» **Given task**
Render every item below as a two-column CSV with the header row instruction,coordinates, giving one row per item with its text in the first column and its answer in the second. Wrap each field in double quotes and replace any line breaks inside a field with spaces.
--- START OF Data in this exercise ---
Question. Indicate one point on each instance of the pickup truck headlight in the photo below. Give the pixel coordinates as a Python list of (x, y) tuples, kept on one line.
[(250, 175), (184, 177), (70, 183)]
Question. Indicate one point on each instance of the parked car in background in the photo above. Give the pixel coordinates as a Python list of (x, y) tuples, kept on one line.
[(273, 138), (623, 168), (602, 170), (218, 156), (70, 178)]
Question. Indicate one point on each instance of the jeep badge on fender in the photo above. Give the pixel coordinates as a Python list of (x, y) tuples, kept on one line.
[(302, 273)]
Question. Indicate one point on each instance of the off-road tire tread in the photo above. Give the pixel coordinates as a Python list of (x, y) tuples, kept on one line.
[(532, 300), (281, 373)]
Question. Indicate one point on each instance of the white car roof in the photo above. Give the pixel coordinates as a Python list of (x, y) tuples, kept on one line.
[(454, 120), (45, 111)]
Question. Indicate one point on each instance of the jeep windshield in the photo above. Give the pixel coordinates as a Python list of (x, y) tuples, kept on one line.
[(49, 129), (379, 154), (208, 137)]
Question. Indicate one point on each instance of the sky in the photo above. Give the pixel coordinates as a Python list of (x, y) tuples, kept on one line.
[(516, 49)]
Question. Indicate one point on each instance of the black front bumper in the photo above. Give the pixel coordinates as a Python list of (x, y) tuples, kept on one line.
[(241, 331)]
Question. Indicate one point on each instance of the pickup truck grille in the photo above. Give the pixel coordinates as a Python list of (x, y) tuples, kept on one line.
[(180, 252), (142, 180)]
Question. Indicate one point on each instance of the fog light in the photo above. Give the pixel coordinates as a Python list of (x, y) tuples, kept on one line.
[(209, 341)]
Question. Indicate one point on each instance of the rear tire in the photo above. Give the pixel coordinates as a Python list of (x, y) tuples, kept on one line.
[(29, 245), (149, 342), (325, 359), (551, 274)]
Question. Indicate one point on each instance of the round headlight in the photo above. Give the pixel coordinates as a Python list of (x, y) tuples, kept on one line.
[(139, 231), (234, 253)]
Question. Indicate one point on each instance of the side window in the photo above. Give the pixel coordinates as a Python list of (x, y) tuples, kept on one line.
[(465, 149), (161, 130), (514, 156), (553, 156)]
--- END OF Data in this exercise ---
» **Answer to the task**
instruction,coordinates
"Question. Indicate one point on each instance of the pickup truck headlight in the photo below. Give the pixel coordinates as a Python list of (x, y) tuples, kept on one line.","[(250, 175), (184, 177), (70, 183)]"
"Question. Indicate one point on each instance of the parked car in background in the photo above. Give the pixel coordinates as a Python list of (x, y) tuples, kept on one line.","[(273, 138), (623, 168), (602, 170), (218, 156), (70, 178)]"
"Question. Indicate one point on each instance of the jeep badge on fender in the photo above. Give the pixel coordinates as a Python list of (x, y) tuples, kept on one line.","[(302, 273)]"
"Question. Indicate one point on each instance of the off-road tire tread in the photo above. Give the pixel coordinates as a Python list of (x, y) tuples, kept on one line.","[(532, 300), (281, 373)]"
"Question. Indicate one point on each instance of the white car roof in the photo above. Give the pixel coordinates as a Python list of (x, y) tuples, kept on one line.","[(454, 120), (45, 111)]"
"Question. Indicate one point on each instance of the jeep windshield in the photo above. Give the pixel coordinates as a Python list of (x, y) tuples, kept on one line.","[(49, 129), (379, 154), (208, 137)]"
"Question. Indicate one point on each instance of the sky in the photo above. Give the pixel coordinates as a Python list of (x, y) tuples, kept on one line.","[(516, 49)]"
"Question. Indicate one point on each instance of the black front bumper in the photo above. Give the pixel coordinates as a Python list of (x, y) tuples, kept on one line.","[(241, 331)]"
"Question. Indicate one point on each instance of the pickup truck grille in the photo above. Give the pixel coordinates as a Python list of (x, y) tuples, kept on one line.","[(180, 252), (142, 180)]"
"Question. Indicate one point on each instance of the fog light in the photo above. Give the pixel coordinates as a Python list of (x, y) tuples, kept on one line.","[(209, 341)]"
"Question. Indicate one point on each instance of the rear tire in the photo above. Give the pixel coordinates as a Python list of (x, y) tuples, kept on one line.","[(29, 245), (149, 342), (325, 359), (551, 274)]"
"Question. Indicate one point on each instance of the round headlight in the photo above. Give the pixel coordinates as a Python list of (x, y) tuples, kept on one line.","[(139, 231), (234, 253)]"
"Question. Indicate one point on each instance of the side window in the photo above. Give the pixel coordinates as a Python list of (x, y) tuples, kept on one line.","[(465, 149), (161, 130), (514, 156), (553, 156)]"